#### Challenge
Resize the stretch from the line containing "of the shoreline" through the end of the entries, both ends included, by reproducing only those lines, requests included, with every point coordinate in the answers multiplied by 0.25 and rounded to a whole number, halves rounded up. Leave all numbers in the requests and their format samples unchanged.

"""

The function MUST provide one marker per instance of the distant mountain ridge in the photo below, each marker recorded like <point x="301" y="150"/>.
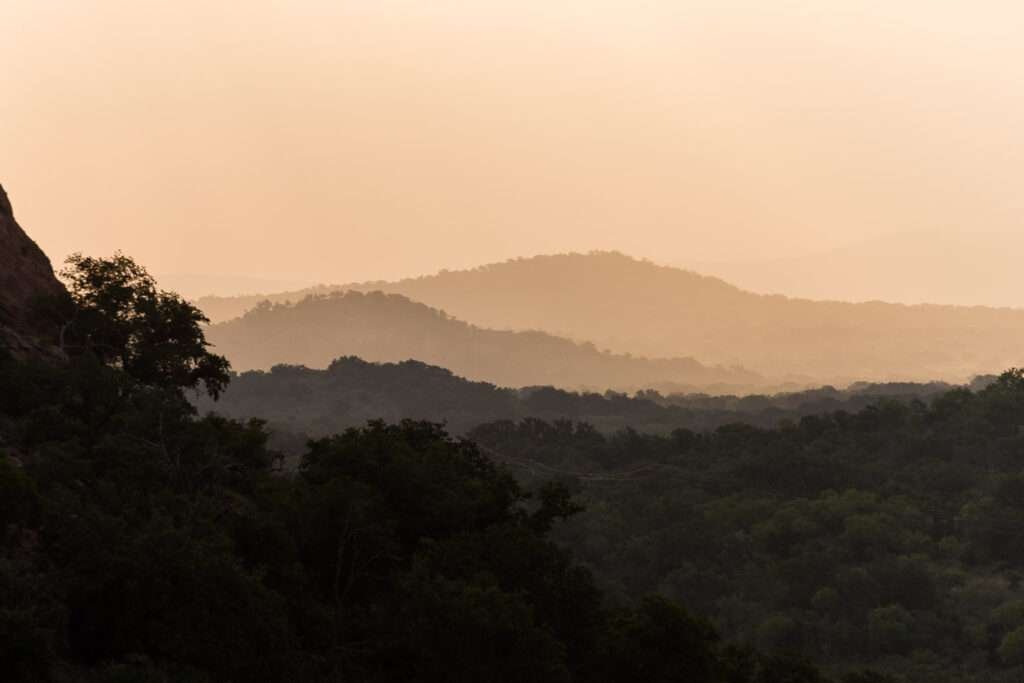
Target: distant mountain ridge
<point x="382" y="327"/>
<point x="636" y="306"/>
<point x="299" y="400"/>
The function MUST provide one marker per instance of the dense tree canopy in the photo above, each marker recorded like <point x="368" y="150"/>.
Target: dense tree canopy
<point x="156" y="337"/>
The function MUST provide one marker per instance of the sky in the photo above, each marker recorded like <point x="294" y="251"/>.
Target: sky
<point x="336" y="140"/>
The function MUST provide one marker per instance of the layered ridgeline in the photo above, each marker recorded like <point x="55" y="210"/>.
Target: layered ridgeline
<point x="636" y="306"/>
<point x="390" y="328"/>
<point x="299" y="400"/>
<point x="26" y="280"/>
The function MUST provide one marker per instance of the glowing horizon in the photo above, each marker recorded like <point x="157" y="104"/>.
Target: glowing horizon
<point x="325" y="141"/>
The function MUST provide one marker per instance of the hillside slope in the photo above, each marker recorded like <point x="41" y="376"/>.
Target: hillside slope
<point x="350" y="391"/>
<point x="26" y="278"/>
<point x="629" y="305"/>
<point x="389" y="328"/>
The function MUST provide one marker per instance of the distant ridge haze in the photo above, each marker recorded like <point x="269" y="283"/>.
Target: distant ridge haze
<point x="979" y="269"/>
<point x="382" y="327"/>
<point x="630" y="305"/>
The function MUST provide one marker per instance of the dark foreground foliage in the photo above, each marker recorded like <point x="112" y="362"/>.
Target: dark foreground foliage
<point x="142" y="543"/>
<point x="892" y="537"/>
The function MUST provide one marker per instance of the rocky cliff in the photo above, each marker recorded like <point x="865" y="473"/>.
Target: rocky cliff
<point x="26" y="278"/>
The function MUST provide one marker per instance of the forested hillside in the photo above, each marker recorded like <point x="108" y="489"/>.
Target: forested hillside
<point x="390" y="328"/>
<point x="349" y="391"/>
<point x="628" y="305"/>
<point x="890" y="537"/>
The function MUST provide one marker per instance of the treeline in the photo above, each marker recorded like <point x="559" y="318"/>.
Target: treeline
<point x="349" y="391"/>
<point x="390" y="328"/>
<point x="891" y="537"/>
<point x="140" y="542"/>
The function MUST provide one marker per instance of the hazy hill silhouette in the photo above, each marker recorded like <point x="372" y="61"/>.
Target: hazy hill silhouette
<point x="389" y="328"/>
<point x="982" y="268"/>
<point x="349" y="391"/>
<point x="630" y="305"/>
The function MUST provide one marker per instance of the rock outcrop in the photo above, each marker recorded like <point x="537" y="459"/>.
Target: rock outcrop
<point x="26" y="279"/>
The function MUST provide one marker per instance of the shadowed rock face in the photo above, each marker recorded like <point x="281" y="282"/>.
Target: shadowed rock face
<point x="26" y="275"/>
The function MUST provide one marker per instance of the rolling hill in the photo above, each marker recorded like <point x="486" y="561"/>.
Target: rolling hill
<point x="391" y="328"/>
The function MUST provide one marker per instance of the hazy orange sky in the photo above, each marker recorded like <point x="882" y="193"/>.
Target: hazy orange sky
<point x="333" y="140"/>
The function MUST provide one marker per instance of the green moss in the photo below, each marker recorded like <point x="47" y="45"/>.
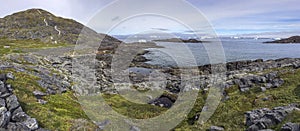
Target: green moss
<point x="19" y="46"/>
<point x="60" y="111"/>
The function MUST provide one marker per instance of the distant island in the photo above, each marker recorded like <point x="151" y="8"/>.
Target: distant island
<point x="179" y="40"/>
<point x="293" y="39"/>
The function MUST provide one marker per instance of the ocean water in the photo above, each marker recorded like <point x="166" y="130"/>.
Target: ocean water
<point x="190" y="54"/>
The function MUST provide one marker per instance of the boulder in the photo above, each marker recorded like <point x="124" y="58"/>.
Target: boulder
<point x="4" y="118"/>
<point x="216" y="128"/>
<point x="38" y="94"/>
<point x="12" y="103"/>
<point x="16" y="127"/>
<point x="162" y="102"/>
<point x="134" y="128"/>
<point x="290" y="127"/>
<point x="265" y="118"/>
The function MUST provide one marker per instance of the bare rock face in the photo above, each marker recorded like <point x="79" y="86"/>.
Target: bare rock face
<point x="12" y="117"/>
<point x="265" y="118"/>
<point x="291" y="127"/>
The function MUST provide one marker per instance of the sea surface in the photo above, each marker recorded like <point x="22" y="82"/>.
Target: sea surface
<point x="191" y="54"/>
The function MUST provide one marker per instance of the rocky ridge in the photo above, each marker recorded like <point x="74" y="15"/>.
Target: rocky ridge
<point x="13" y="118"/>
<point x="265" y="118"/>
<point x="40" y="24"/>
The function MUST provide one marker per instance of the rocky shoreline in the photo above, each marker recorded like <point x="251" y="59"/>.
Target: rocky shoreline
<point x="246" y="75"/>
<point x="13" y="118"/>
<point x="293" y="39"/>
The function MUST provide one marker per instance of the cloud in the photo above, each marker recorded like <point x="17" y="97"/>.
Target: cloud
<point x="225" y="16"/>
<point x="161" y="29"/>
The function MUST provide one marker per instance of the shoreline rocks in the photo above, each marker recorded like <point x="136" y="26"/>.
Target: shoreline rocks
<point x="293" y="39"/>
<point x="265" y="118"/>
<point x="12" y="116"/>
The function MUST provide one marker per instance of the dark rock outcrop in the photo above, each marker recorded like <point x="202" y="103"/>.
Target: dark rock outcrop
<point x="12" y="117"/>
<point x="266" y="118"/>
<point x="291" y="127"/>
<point x="179" y="40"/>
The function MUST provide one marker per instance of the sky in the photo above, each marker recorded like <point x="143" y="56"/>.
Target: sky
<point x="225" y="17"/>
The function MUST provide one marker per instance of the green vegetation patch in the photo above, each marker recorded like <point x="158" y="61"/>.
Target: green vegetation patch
<point x="59" y="113"/>
<point x="8" y="46"/>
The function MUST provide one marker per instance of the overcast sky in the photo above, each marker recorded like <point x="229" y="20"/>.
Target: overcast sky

"""

#### Right answer
The function MUST provide one marker per instance of the shoreline rocks in the photo above, each marker recorded like <point x="136" y="26"/>.
Target: shoreline rocks
<point x="73" y="10"/>
<point x="66" y="30"/>
<point x="3" y="29"/>
The function MUST provide one marker per instance of the dark rock outcrop in the photo above, each marker recorded like <point x="202" y="103"/>.
Target: dark rock outcrop
<point x="3" y="29"/>
<point x="67" y="30"/>
<point x="73" y="32"/>
<point x="45" y="10"/>
The function MUST provide one marker per instance of the sky in the photo above, each marker recorded like <point x="143" y="56"/>.
Target: sky
<point x="56" y="4"/>
The function MUST provide one marker per instance of the green vegetation patch in the photo above, each marker recorded like <point x="158" y="61"/>.
Target: green vegetation patch
<point x="15" y="28"/>
<point x="2" y="12"/>
The function MUST provide one marker per instance of the overcast sky in the photo above, each marker recorded like <point x="229" y="20"/>.
Target: overcast sky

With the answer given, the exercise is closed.